Given exercise: Only the lines from the one containing "the chair seat" through the end of the data below should be copied, each exactly as written and with both ends kept.

Supplied entries:
▼

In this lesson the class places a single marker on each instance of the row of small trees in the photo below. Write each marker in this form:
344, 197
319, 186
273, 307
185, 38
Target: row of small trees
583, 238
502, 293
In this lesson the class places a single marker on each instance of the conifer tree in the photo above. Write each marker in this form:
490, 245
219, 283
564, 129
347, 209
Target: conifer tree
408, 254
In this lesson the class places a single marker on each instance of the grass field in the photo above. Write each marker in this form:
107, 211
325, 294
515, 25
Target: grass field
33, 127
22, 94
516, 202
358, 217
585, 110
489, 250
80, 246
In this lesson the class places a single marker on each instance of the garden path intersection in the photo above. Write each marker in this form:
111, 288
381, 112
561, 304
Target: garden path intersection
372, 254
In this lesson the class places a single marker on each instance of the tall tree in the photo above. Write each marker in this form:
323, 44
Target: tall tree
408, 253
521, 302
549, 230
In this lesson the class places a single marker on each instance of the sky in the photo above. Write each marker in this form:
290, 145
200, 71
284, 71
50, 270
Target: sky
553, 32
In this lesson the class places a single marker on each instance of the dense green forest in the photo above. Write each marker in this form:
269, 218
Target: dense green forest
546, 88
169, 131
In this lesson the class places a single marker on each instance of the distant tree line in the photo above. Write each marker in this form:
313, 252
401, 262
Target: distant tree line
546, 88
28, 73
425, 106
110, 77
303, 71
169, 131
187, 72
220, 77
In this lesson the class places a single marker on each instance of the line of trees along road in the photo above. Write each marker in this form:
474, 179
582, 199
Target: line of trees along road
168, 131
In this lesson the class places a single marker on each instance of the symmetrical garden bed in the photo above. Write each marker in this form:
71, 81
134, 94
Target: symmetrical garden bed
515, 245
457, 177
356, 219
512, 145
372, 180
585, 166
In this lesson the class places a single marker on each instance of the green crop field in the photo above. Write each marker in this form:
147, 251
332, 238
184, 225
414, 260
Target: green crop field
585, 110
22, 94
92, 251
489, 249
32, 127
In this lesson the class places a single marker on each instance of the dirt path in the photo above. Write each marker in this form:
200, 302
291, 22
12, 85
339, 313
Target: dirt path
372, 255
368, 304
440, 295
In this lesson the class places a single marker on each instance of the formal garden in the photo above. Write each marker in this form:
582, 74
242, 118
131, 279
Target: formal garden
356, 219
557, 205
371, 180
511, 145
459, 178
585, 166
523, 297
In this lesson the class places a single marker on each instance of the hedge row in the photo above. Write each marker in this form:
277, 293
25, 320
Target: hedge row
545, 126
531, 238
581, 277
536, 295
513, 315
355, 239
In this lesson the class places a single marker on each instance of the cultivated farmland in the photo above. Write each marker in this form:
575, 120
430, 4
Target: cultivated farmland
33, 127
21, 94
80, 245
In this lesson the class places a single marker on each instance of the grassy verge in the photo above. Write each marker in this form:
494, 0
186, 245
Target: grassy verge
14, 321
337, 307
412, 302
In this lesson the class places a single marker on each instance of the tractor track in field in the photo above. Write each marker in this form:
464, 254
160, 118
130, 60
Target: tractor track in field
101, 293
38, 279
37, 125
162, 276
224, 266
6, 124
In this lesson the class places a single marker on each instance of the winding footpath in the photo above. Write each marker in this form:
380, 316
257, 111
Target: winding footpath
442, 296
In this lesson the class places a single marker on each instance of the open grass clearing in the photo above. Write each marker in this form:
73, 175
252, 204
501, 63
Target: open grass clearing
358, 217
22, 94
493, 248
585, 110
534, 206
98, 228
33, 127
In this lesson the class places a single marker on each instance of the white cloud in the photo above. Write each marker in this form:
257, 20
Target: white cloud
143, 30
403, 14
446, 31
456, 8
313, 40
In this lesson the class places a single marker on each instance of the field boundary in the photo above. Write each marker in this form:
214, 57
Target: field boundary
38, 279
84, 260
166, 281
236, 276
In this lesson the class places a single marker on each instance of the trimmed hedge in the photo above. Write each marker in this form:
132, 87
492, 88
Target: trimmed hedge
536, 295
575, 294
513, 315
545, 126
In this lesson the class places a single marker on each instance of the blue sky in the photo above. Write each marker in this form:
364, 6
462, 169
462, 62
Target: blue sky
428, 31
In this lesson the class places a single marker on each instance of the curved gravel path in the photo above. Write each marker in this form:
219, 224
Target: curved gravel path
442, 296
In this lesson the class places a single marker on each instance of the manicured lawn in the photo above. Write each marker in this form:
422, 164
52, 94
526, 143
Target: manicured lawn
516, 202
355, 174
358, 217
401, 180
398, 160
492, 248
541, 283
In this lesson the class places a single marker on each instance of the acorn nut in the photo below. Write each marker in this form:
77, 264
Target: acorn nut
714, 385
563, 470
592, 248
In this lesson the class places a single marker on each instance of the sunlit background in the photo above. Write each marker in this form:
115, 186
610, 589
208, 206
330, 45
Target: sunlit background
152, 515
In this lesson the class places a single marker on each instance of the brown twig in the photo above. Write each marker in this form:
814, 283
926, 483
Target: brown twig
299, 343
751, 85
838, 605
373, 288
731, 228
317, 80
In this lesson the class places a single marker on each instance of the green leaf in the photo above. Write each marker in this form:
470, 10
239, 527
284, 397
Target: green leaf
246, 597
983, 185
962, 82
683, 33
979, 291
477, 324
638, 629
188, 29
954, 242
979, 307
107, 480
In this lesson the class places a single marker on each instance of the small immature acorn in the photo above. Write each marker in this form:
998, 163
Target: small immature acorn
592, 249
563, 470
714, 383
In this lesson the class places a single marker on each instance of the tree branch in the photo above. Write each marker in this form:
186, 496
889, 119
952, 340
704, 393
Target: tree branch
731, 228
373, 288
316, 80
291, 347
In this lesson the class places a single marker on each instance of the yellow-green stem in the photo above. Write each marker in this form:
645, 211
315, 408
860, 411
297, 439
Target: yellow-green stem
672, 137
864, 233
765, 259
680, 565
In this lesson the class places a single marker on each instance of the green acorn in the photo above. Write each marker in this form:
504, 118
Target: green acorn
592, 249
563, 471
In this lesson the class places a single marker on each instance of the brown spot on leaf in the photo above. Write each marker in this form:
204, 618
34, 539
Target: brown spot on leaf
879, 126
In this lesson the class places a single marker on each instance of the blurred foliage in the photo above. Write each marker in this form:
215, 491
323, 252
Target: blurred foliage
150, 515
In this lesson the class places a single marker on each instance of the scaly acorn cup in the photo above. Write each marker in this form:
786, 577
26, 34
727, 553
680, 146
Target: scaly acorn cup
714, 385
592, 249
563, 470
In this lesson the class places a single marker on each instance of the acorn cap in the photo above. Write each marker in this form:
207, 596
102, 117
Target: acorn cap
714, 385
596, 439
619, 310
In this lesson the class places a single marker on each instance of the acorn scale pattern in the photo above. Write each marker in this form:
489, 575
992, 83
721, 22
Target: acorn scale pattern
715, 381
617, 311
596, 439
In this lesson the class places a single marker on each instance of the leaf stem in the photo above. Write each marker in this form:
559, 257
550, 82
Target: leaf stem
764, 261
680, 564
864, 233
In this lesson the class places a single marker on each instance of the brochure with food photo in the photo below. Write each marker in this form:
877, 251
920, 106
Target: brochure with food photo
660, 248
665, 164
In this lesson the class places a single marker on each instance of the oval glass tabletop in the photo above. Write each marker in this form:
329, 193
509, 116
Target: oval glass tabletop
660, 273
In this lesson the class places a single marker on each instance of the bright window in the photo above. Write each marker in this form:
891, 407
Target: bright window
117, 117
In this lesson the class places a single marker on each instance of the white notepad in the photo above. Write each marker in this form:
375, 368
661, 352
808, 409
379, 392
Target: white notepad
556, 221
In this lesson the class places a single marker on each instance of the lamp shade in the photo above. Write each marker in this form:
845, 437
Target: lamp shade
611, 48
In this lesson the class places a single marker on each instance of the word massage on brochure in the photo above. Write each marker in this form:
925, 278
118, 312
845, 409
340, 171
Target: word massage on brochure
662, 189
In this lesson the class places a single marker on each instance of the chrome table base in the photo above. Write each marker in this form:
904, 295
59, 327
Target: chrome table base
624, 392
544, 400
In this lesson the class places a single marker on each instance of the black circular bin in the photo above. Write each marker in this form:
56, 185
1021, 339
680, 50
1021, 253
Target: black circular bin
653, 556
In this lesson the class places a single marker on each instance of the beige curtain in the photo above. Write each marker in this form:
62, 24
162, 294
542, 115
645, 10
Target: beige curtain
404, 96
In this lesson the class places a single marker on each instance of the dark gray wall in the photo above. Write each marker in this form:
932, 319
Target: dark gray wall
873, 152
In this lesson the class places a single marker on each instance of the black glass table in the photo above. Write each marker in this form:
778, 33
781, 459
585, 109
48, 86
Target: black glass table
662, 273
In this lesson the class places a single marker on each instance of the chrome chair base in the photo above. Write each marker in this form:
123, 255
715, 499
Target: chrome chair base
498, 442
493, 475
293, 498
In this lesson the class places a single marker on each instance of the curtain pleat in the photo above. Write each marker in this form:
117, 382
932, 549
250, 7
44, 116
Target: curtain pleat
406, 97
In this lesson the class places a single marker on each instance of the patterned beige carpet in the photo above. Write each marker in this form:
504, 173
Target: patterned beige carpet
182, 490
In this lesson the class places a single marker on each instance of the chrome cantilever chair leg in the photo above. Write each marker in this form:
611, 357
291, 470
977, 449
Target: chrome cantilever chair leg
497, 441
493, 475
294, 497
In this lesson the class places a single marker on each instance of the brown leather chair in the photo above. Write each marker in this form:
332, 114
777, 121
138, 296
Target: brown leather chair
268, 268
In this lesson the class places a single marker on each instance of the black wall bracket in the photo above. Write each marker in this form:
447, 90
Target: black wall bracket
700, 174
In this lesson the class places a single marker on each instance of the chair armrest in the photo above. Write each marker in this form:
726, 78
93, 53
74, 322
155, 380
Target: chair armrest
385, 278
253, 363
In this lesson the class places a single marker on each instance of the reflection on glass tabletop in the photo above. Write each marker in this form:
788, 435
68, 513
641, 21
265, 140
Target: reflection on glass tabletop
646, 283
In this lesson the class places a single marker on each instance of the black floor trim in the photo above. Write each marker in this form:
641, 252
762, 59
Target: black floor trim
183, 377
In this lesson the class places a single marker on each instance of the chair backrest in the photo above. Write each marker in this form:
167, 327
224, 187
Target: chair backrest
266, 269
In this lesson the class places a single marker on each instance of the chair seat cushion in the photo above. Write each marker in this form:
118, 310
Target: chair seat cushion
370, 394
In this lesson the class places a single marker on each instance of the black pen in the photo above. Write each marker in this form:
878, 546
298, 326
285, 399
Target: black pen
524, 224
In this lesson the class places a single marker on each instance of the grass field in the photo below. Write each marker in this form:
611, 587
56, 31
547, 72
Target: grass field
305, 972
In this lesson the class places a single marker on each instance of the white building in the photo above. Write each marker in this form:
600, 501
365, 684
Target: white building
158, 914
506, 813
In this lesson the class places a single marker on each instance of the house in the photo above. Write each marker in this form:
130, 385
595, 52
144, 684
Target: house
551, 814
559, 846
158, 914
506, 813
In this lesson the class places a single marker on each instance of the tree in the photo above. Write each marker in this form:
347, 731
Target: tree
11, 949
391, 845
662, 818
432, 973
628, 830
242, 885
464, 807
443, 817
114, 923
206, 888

▲

Solved problem:
In this lesson the class places a single marker on each instance of the chair seat cushion in the photo above. Write each marker in this form:
118, 310
Target: chair seat cushion
370, 394
In this lesson the class places a single marker on each instance of the black pen in the photo above. Write each marker in this form:
878, 546
298, 326
285, 399
Target: black pen
524, 224
In this lesson the class places a single marker on each instance of the grass field in the photo below. Write each marker in this form:
611, 587
56, 31
547, 72
Target: grass field
305, 972
In this lesson the class places a single marker on each instance of the white building in the photo above. Write each marker in this form:
600, 501
365, 684
Target: white building
158, 914
506, 813
In this lesson the class places a single marker on each instance of the house in the photo above. Write each marker in this form:
130, 385
595, 52
144, 684
Target: house
551, 814
559, 846
158, 914
506, 813
In this lesson the class places a single marker on each instance of the tree in the photo above. Write each marker in this form:
347, 731
Target: tree
11, 949
391, 845
662, 818
432, 973
628, 830
242, 885
464, 807
443, 817
114, 923
206, 888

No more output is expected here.